Return, word for word, only the lines of the data below that lie between the line with "positive clicks: (287, 255)" and the line with "box: [247, 209, 265, 237]", those two lines included.

***** Extracted material *****

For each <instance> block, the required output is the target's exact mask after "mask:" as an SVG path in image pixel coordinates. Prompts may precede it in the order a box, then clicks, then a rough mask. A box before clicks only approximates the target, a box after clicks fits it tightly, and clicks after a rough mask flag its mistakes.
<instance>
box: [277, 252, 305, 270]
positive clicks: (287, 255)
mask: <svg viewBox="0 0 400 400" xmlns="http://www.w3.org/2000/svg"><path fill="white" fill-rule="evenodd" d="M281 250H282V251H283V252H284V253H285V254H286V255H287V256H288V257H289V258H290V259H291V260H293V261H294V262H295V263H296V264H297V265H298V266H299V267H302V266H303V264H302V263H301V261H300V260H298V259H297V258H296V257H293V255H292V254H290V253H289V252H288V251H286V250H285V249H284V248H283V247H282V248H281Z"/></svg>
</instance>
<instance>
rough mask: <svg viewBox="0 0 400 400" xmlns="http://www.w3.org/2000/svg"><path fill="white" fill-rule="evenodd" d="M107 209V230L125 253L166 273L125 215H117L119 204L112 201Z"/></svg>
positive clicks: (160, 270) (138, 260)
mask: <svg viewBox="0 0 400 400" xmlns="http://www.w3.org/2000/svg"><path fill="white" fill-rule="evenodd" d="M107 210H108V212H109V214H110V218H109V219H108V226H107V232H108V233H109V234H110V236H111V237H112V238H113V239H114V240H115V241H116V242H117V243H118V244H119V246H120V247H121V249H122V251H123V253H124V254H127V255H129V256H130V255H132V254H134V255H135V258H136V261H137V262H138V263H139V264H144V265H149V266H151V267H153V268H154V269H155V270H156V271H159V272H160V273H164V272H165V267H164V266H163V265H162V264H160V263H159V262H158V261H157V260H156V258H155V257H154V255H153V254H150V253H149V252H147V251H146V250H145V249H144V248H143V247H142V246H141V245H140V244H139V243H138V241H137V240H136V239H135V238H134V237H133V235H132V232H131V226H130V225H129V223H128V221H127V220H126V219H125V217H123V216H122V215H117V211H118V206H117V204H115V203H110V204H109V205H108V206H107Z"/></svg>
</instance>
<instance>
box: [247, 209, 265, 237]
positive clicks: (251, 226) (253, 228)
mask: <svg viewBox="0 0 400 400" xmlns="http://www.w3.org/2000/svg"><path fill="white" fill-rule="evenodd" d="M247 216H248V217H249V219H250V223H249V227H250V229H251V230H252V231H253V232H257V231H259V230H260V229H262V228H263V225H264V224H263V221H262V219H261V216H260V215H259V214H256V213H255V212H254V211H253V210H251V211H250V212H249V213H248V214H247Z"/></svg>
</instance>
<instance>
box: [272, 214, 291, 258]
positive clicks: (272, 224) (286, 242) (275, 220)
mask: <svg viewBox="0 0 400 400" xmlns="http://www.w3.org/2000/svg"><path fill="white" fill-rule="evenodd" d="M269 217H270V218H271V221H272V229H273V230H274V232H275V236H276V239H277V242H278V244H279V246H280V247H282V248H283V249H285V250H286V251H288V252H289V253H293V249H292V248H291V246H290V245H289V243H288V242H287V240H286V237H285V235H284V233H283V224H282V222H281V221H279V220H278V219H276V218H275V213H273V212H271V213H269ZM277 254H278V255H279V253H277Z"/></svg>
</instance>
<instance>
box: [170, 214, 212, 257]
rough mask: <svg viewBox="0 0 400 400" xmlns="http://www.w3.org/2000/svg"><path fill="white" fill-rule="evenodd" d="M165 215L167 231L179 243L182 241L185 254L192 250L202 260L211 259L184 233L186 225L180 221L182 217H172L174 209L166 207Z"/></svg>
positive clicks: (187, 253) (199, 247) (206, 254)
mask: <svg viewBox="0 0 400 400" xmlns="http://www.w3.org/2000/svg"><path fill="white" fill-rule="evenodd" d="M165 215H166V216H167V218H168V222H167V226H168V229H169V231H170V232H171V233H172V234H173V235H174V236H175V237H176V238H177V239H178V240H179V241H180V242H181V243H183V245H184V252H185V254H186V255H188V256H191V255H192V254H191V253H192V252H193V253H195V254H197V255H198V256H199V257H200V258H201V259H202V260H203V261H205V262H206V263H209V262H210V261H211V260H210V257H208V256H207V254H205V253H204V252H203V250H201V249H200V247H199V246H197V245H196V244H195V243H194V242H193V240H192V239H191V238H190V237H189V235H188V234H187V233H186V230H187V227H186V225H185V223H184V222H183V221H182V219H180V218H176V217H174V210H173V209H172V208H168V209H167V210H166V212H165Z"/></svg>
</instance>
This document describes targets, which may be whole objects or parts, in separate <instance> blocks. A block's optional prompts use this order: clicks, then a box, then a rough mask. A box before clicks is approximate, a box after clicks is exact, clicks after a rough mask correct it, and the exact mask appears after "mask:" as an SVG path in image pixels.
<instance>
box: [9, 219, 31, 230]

*****

### Solution to this task
positive clicks: (287, 255)
mask: <svg viewBox="0 0 400 400" xmlns="http://www.w3.org/2000/svg"><path fill="white" fill-rule="evenodd" d="M281 250H282V251H283V252H284V253H285V254H286V255H287V256H288V257H289V258H290V259H291V260H293V261H294V262H295V263H296V264H297V265H298V266H299V267H302V266H303V264H302V263H301V261H300V260H298V259H297V258H296V257H293V255H292V254H290V253H289V252H288V251H286V250H285V249H284V248H283V247H282V248H281Z"/></svg>
</instance>
<instance>
rough mask: <svg viewBox="0 0 400 400" xmlns="http://www.w3.org/2000/svg"><path fill="white" fill-rule="evenodd" d="M107 209V230L125 253L166 273L125 215H117L119 204L112 201Z"/></svg>
positive clicks: (160, 270) (138, 260)
mask: <svg viewBox="0 0 400 400" xmlns="http://www.w3.org/2000/svg"><path fill="white" fill-rule="evenodd" d="M107 210H108V212H109V214H110V218H109V219H108V226H107V232H108V233H109V234H110V236H111V237H112V238H113V239H114V240H115V241H116V242H117V243H118V244H119V246H120V247H121V249H122V251H123V253H124V254H127V255H129V256H130V255H132V254H134V255H135V258H136V261H137V262H138V263H139V264H144V265H149V266H151V267H153V268H154V269H155V270H156V271H159V272H160V273H164V272H165V267H164V266H163V265H162V264H160V263H159V262H158V261H157V260H156V258H155V257H154V255H153V254H150V253H149V252H147V251H146V250H145V249H144V248H143V247H142V246H141V245H140V244H139V243H138V241H137V240H136V239H135V238H134V237H133V235H132V232H131V226H130V225H129V223H128V221H127V220H126V219H125V217H123V216H122V215H117V211H118V206H117V204H115V203H110V204H109V205H108V206H107Z"/></svg>
</instance>
<instance>
box: [247, 209, 265, 237]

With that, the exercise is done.